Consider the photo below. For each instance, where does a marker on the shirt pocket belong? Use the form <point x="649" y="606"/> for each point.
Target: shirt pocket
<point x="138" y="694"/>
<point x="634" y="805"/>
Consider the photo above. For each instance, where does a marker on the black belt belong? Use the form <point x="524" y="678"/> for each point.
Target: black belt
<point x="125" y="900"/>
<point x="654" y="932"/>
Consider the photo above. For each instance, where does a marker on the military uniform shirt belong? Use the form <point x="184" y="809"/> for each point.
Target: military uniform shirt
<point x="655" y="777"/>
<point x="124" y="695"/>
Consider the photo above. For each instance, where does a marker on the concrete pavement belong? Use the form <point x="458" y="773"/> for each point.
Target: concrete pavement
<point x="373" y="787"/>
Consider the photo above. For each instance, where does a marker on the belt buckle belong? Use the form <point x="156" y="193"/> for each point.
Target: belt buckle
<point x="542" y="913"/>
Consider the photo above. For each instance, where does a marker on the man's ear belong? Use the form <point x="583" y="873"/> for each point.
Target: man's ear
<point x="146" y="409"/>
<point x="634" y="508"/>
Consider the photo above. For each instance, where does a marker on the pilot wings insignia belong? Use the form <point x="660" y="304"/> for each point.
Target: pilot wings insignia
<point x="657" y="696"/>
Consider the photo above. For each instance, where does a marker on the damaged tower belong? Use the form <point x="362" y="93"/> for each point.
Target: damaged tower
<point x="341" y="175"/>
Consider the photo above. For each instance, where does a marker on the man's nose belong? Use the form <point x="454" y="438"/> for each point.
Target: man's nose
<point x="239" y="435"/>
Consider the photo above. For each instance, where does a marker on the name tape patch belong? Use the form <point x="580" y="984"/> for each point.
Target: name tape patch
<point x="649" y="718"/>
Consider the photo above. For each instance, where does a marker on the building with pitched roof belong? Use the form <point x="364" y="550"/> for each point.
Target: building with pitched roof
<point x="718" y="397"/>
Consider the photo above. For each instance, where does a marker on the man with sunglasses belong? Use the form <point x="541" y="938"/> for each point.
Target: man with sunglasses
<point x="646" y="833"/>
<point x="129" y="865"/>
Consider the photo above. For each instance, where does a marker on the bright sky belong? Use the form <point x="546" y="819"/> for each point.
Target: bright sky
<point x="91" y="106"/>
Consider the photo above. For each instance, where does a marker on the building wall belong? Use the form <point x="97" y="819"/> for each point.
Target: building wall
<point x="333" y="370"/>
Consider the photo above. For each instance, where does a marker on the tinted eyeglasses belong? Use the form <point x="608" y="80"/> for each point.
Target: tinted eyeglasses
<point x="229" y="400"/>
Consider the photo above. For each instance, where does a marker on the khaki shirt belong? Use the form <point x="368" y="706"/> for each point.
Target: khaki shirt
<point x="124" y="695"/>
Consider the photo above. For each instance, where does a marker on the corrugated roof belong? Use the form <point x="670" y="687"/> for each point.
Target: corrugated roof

+ + +

### WRITTEN REQUEST
Copy the rows above again, word for word, from the line containing "the man with" through the end of the rows.

### TASK SOLUTION
Consider the photo above. For each instance, where does a marker on the man with sunglasses belong? Use the form <point x="541" y="938"/> for each point.
Target: man with sunglasses
<point x="646" y="833"/>
<point x="129" y="865"/>
Consider the photo above. For each instance, where does a marker on the bright sky belong? Use the form <point x="546" y="819"/> for each point.
Target: bright sky
<point x="91" y="106"/>
Consider the photo above. For each instance, where does a marker on the building wall belong? Use the form <point x="97" y="819"/> for each point.
Target: building wall
<point x="333" y="370"/>
Consider the photo above. For each instance, where does a marker on the tinted eyeglasses belong? Use the form <point x="608" y="80"/> for each point.
Target: tinted eyeglasses
<point x="229" y="400"/>
Consider the photo above. For each instance, where does a marker on the khaki shirt belong? Use the form <point x="368" y="706"/> for each point.
Target: khaki shirt
<point x="124" y="695"/>
Consider the photo above. For each instance, where does a marker on the corrugated roof belong? Use the form <point x="670" y="687"/> for each point.
Target: corrugated roof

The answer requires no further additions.